* _TEXT_

Thursday, December 18, 2008

Goal Setting


I think one of those most important things you can do during a practice session is to set a goal.  In my opinion if you're not setting a goal you're not really practicing.  But what does that mean?  We all want to play better and sure that's a goal, but when practicing we need to be very specific about our goals.  If your practice sessions consist of unfocused noodling or replaying of songs you've known for a long time, try something different.  Maybe this...

  • Narrow your focus
When goal setting you need to be very specific.  Not just, "I want to play better." or "I want to play this song."  Its better to say  "I need to work on this particular passage of this song."  And then stick to just that small section of song until you've improved it.  Maybe you have trouble with pull-offs.  Well spend your practice just working on pull offs or at least focusing on getting them right.  
Maybe, you play a song pretty good but always mess at this one part in the middle.  Narrow your focus to that part and figure out how to play it as smooth as you can.  ONLY THAT PART.  Practice only that part until you improve it.  
Narrowing your focus can be like a microscope you hold over your playing.  How narrow you focus it will depend on what you are working on.  It can be wide and cover a large section of song or you can focus it down to just a couple notes played over and over. 
  • Start small
Starting small applies to both your goals and how much of a song you try to bite off at a time.  Mucsle memory is best learned in small bits.  Therefore, its prudent to practice small sections of a song versus large swaths.  Over time, your ability and muscle memory will compile and it'll be easier to play the whole thing.  
Again, how small is dictated by how easy the piece is for you.  Difficult pieces take LOTS of work.  Don't try to force the music into your fingers.  It won't work.  Be realistic.  How much time do you practice a week?  How hard is the piece you're working on?  The harder the piece, the more work you need to put in.  
  • Go after your weaknesses
You won't get better unless you work on the things you're bad at.  Maybe you're bad at lots of things.  I know I am.  Don't get overwhelmed, just pick them off one at time.  
  • Set goals every practice
Its important to set goals for every practice.  If you do you, you'll see consistent improvement.  That's the point of practice right?  To get better.  
It may help to keep a journal of log of your practice routine.  This will help you keep track of what you've been working on and help you chart your progress.  It will also help you organize and focus your practices.
  • Be realistic
Everything I've read about great players, my favorite players, is that they've played forever and play all the time.  Bela Fleck used to practice like 6-8 hrs a day when he was in his TEENS.  Same for Eddie Van Halen, same for Leo Kottke, same for Clarence White, and Tony Rice.  All these guys practiced more in a week than most people do for a many months, or years.  
If you hope to play an instrument really well it would be wise to consider what the masters put themselves through to play really well.  Clearly it helps your playing to play tons.  However, I can assure you that an hour a day of focused goal oriented practice will improve your playing.  If you've only got ten minutes use it.  

Set a goal.  I hope that helps.
Brad


Thursday, December 11, 2008

Buying a Banjo

I am often asked by beginners what kind of banjo they should get when they are getting started.  And more often than that I meet beginning banjo players who come to their first lesson with a banjo that's not much more than wall ornament.  Completely unplayable.  They've usually spent about $100-150 bucks and they're bummed it doesn't work.  I wish I met these folks before their first lesson.  If I did I'd tell them this...

* _DATA LINES_
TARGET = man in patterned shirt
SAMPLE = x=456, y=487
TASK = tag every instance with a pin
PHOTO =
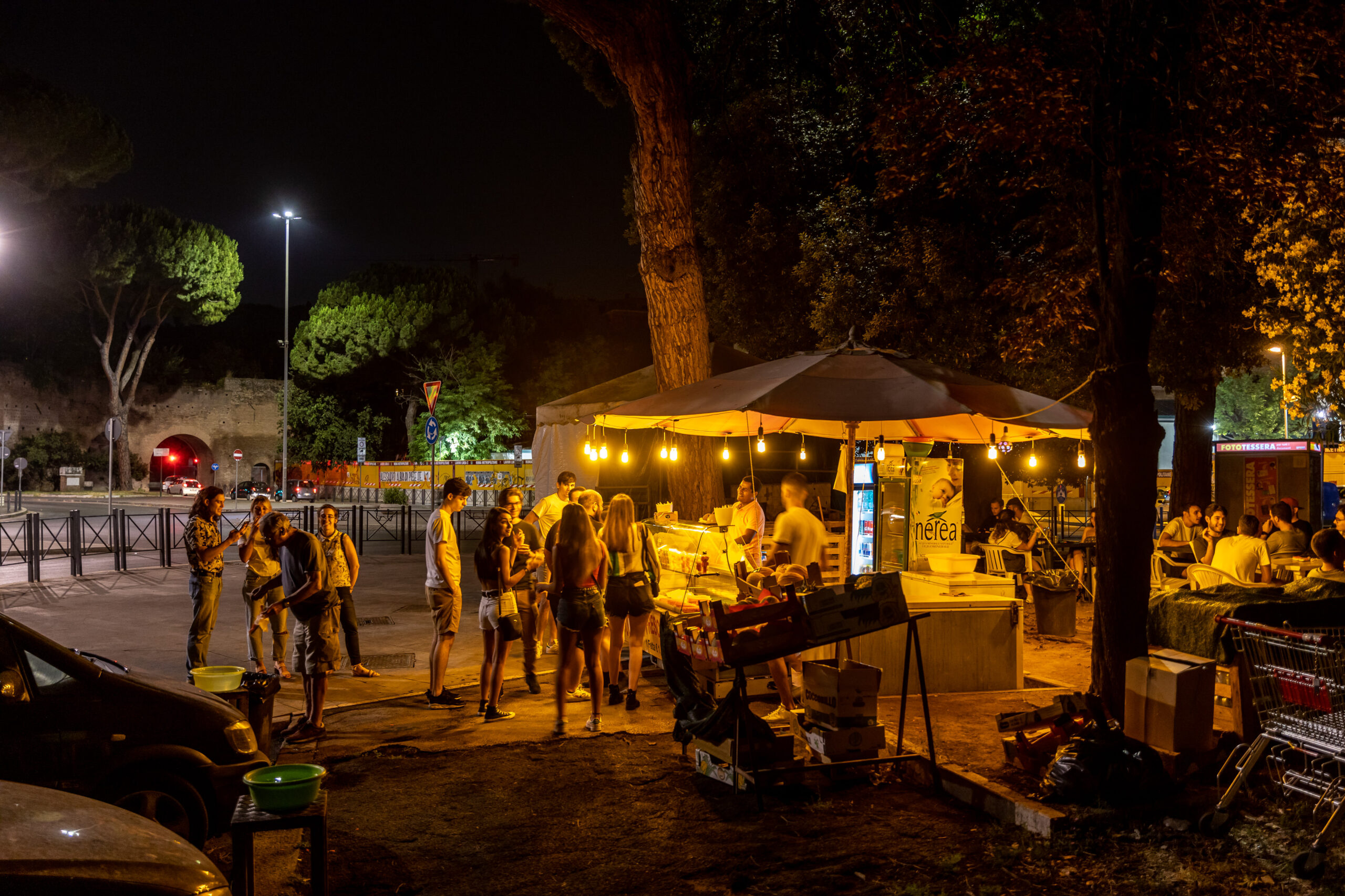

* _EXERCISE GOAL_
In the goal-setting post, how many hours a day did Bela Fleck practice as a teenager?

* _RESULT OF THE TASK_
About 6 to 8 hours a day.